Les habitants qui ont des parcelles dans les 160 ha aux alentours du Palais Ntare Rushatsi seront expropriés pour cause d’utilité publique. Mais ils dénoncent les tarifs proposés qui seraient contraires au Code foncier.
« La nouvelle ordonnance ne nous donne aucun espoir. Elle est contraire au Code foncier, article 426 », déplore Emmanuel Niyongabo président d’une commission représentant les habitants qui ont des parcelles situées dans les 160 ha dans les environs du palais Ntare Rushatsi. D’après lui, cet article stipule que les ministres intéressés devraient fixer des sommes minimum d’indemnisation. Or, soutient-il, l’ordonnance donne des prix définitifs. «De plus en son article 424 le Code stipule que l’indemnisation doit être proportionnelle aux pertes du citoyen exproprié. »
D’après M.Niyongabo, la commission qui représente les familles en attente d’expropriation fait savoir aussi que les tarifs devraient être le résultat d’un consensus entre les expropriés et leur expropriateur. Les indemnisations promises, jugent-elles, sont de loin inférieures à la valeur des parcelles qui sont dans les 160 hectares. « Nous ne savons pas à quel saint nous vouer, c’est incompréhensible. S’ils nous donnent 5 millions par are alors que d’autres vendent leur terre à 15, 16, millions voire 20 millions par are. Où est ce que nous irons acheter une autre parcelle ? », se demandent-t-il.

→ **RELEVÉ DES DONNÉES**
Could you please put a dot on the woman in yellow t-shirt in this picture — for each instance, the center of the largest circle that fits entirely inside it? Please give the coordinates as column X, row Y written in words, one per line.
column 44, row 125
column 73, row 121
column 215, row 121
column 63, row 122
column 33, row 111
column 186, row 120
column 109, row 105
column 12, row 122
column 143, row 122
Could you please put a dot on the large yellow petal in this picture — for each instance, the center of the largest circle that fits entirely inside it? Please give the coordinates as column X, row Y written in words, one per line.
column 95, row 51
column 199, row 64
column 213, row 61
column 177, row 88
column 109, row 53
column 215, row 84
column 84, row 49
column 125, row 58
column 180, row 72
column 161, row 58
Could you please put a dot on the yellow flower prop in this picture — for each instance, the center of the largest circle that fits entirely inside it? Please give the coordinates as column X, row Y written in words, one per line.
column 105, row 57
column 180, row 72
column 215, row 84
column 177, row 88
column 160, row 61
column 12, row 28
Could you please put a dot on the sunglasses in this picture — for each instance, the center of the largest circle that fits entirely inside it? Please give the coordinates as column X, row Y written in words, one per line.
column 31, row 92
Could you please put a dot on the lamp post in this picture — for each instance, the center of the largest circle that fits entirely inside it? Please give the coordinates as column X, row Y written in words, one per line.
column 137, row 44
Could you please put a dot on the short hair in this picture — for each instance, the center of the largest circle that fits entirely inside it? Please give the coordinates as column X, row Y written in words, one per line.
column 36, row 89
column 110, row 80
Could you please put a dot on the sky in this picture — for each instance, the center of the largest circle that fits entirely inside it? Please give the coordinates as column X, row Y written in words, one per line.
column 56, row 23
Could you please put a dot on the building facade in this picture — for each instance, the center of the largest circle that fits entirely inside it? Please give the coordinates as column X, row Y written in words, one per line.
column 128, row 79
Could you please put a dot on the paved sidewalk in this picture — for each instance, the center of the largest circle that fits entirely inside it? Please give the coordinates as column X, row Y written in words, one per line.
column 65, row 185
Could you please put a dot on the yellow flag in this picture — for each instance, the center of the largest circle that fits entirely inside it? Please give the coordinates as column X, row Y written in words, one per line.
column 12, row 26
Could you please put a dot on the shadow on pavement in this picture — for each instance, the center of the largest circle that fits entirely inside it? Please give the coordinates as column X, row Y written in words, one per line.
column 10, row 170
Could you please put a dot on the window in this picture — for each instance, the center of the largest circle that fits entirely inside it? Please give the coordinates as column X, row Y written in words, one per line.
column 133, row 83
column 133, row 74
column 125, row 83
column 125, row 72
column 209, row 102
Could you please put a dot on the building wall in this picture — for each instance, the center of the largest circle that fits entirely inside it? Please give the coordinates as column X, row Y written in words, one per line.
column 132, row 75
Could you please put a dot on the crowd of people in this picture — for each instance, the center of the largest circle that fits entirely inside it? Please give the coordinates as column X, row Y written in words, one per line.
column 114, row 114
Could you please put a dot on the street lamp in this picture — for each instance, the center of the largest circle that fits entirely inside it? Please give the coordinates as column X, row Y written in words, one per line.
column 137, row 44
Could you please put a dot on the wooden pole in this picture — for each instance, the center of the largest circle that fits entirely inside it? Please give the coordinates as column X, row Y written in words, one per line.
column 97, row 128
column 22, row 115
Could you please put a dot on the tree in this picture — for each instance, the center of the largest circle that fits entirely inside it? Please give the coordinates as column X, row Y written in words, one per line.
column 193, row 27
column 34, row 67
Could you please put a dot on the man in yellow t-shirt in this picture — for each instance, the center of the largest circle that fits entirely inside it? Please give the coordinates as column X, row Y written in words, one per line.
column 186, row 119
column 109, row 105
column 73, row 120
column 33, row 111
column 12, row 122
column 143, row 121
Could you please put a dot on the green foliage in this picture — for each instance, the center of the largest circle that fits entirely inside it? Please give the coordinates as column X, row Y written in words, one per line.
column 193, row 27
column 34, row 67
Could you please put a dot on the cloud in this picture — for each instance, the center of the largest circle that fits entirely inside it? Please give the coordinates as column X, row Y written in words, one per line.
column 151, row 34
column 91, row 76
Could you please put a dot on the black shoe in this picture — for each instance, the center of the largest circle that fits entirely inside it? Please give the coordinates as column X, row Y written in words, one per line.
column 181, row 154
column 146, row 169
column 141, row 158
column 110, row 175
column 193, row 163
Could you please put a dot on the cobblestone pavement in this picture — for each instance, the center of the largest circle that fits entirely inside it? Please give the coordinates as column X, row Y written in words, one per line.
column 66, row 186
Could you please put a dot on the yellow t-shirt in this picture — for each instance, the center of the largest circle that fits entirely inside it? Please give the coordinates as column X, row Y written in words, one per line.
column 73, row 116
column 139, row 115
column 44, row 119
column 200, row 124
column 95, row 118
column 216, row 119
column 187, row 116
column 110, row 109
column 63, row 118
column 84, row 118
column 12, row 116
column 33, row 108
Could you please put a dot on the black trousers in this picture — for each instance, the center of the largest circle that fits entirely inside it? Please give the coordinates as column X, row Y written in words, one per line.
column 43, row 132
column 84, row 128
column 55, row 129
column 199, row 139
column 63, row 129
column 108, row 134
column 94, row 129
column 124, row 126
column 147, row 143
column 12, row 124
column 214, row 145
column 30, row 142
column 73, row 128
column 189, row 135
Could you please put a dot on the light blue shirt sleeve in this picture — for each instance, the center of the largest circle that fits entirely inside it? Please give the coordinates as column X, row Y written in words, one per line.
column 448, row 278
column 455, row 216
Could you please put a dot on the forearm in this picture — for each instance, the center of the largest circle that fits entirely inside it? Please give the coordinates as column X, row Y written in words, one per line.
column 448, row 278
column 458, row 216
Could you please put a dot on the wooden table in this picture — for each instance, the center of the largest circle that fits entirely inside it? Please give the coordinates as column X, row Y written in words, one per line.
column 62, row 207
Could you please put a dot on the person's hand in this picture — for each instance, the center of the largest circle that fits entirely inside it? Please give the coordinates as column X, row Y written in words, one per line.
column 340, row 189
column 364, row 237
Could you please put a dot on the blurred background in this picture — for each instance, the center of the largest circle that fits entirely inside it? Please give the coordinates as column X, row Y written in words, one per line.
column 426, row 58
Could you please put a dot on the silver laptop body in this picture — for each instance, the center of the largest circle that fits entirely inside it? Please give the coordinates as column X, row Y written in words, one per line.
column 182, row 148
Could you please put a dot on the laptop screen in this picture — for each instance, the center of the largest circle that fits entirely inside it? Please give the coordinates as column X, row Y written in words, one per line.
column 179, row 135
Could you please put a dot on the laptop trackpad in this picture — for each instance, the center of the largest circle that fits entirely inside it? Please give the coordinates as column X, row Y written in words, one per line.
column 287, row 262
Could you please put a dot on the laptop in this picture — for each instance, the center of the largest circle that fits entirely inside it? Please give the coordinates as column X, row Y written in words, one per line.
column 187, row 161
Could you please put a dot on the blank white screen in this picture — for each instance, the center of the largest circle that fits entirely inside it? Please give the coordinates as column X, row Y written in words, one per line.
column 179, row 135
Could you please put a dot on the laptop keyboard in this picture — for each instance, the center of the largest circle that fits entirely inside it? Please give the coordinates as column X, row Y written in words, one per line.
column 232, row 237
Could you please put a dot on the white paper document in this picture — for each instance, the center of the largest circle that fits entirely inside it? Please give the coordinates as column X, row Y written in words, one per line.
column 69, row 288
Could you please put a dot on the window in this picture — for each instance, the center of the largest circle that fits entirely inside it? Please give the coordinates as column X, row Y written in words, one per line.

→ **À PRODUIRE**
Poursuivez, s'il vous plaît, le texte sur l'expropriation autour du palais Ntare Rushatsi à la suite de sa dernière phrase. Les enregistrements forment un ensemble à part, indépendant du texte.

→ **RÉPONSE**
M.Niyongabo confie que lui et ses voisins se sont retrouvés dans l’obligation de céder. Maintenant, ils veulent au moins être traités comme des habitants qui avaient leurs parcelles sur cette terre où se trouve maintenant le palais présidentiel. « Ils ont eu des parcelles plus 5 millions BIF. » Mais quand Niyongabo évoque cette demande à une commission du gouvernement chargée de suivre ce cas, il indique qu’il n’est pas compris.
Peur d’être chassés au profit de personnes privées
« A entendre ce qui se dit, nous pouvons être chassés pour laisser place à d’autres personnes alors que l’on nous dit que c’est un lieu destiné travaux d’intérêt général », s’inquiète Emmanuel Niyongabo. D’après lui, cela peut être des rumeurs, mais les habitants expropriés ignorent tous des travaux qui seront réalisés dans leurs anciennes parcelles. « Cela renforce nos inquiétudes.»
Les expropriés demandent au gouvernement de leur donner des parcelles et des indemnités au lieu de les faire croupir dans la misère. « Ce sont plus 2850 familles qui mènent une vie misérable parce que la plupart vivaient de l’extraction du sable, du bouillon et du gravier dans les rivières ce qui actuellement leur est interdit. » Pire, beaucoup parmi eux, du fait qu’ils ne sont pas autorisés à construire ou à bâtir quoi que ce soit depuis 2016, leurs maisons tombent en ruine.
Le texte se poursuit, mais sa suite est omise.